Without retries, your background jobs are about 92% 'done' in practice. Workers crash, AI APIs 429, networks hiccup, deploys happen mid-flight. Adding retries with exponential backoff, jitter, idempotency keys, and a dead-letter queue takes you from 92% to 99.99% — and gives you a record of the jobs you couldn't complete instead of silently dropping them. This post covers the four primitives, the retry math behind them, and the bugs they catch.
Running a background job looks trivial until you ship it at volume. You pull a job off the queue, call an API, write a row, mark it done. Except the API returned a 429. Or your worker OOM-killed mid-write. Or the call succeeded and your process crashed before recording it — so you'll run it again and bill OpenAI twice. Or you gave up after one try and have no record of what didn't finish.
Reliable job delivery is the core problem behind every AI-heavy or API-dependent backend: you have an unreliable external dependency (an LLM, a payment API, your own worker), you need to keep trying without making things worse, and you need a record of what failed. This post is about the four primitives that get it right — and they apply equally whether the job calls OpenAI's gpt-4o-mini, Anthropic's claude-sonnet-4-6, or your own internal service.

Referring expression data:
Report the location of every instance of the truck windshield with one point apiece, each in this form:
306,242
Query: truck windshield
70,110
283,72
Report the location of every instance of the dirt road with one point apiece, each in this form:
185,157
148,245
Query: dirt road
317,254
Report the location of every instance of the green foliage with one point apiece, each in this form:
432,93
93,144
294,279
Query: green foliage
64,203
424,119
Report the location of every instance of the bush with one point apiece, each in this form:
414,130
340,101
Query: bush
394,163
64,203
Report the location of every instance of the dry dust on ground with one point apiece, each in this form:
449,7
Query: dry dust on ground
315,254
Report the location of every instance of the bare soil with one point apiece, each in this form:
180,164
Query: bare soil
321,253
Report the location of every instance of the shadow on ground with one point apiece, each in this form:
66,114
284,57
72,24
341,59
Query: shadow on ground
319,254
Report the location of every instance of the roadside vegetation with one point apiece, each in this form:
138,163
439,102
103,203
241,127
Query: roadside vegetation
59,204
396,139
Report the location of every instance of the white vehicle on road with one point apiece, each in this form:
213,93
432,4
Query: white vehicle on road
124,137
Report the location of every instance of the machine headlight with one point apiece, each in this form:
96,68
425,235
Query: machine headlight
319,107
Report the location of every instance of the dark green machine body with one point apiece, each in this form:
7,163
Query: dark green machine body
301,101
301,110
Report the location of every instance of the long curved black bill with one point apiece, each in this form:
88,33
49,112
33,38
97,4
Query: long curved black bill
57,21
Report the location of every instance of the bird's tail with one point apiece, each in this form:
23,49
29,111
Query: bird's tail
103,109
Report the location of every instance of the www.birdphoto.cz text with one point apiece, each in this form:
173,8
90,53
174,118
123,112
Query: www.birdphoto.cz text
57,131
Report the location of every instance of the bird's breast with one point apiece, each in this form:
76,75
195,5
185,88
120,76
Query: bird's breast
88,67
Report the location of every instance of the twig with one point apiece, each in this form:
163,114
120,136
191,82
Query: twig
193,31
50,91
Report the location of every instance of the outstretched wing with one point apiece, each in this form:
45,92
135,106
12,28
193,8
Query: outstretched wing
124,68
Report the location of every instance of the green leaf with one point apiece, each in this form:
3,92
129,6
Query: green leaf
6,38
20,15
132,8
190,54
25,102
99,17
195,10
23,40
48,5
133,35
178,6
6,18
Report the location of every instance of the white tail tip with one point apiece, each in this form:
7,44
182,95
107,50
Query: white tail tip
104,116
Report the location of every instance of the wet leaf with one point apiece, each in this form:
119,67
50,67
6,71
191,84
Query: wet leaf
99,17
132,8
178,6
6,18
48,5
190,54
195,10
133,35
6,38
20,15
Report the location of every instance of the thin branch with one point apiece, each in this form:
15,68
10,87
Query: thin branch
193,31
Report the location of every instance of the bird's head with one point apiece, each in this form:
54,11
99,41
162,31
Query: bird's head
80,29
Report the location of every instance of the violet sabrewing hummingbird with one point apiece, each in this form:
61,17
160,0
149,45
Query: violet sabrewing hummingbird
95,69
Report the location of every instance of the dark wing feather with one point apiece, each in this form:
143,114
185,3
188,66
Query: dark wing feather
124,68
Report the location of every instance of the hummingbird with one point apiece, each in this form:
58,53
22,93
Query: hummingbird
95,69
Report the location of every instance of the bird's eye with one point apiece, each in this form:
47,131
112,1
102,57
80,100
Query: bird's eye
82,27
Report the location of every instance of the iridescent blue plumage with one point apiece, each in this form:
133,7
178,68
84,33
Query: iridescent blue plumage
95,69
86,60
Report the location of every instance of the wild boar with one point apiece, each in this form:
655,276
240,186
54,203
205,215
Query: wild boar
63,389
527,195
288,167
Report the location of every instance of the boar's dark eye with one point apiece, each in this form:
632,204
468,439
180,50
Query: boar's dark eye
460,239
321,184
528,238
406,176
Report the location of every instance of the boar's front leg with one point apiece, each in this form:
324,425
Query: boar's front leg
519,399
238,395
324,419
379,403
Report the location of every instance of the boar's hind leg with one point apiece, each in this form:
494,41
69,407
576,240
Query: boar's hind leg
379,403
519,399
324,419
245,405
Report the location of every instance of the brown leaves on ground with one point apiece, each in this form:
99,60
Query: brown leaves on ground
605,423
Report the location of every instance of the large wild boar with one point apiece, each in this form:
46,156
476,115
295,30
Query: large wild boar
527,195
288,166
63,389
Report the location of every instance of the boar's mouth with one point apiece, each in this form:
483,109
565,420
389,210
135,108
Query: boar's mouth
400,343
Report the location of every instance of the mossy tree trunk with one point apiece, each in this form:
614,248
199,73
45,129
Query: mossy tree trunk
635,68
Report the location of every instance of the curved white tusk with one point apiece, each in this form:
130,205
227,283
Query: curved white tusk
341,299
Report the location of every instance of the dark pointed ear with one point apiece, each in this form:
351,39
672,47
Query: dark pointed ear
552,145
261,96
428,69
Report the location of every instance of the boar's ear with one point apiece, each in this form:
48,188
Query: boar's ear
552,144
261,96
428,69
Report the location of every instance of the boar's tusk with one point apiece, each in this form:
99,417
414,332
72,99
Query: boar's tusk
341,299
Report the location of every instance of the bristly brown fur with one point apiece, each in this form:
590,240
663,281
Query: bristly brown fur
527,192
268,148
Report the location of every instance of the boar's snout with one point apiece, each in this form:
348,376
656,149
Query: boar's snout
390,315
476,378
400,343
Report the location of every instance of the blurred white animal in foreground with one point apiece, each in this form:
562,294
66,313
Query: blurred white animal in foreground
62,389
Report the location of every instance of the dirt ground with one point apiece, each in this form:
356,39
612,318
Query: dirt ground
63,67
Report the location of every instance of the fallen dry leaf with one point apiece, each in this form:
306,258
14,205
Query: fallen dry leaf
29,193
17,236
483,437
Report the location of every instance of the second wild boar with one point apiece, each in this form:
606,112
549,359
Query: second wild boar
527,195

EXERCISE: Retype everything from "Without retries, your" down to "what didn't finish." in the post on retrying background jobs.

YOUR RESPONSE:
Without retries, your background jobs are about 92% 'done' in practice. Workers crash, AI APIs 429, networks hiccup, deploys happen mid-flight. Adding retries with exponential backoff, jitter, idempotency keys, and a dead-letter queue takes you from 92% to 99.99% — and gives you a record of the jobs you couldn't complete instead of silently dropping them. This post covers the four primitives, the retry math behind them, and the bugs they catch.
Running a background job looks trivial until you ship it at volume. You pull a job off the queue, call an API, write a row, mark it done. Except the API returned a 429. Or your worker OOM-killed mid-write. Or the call succeeded and your process crashed before recording it — so you'll run it again and bill OpenAI twice. Or you gave up after one try and have no record of what didn't finish.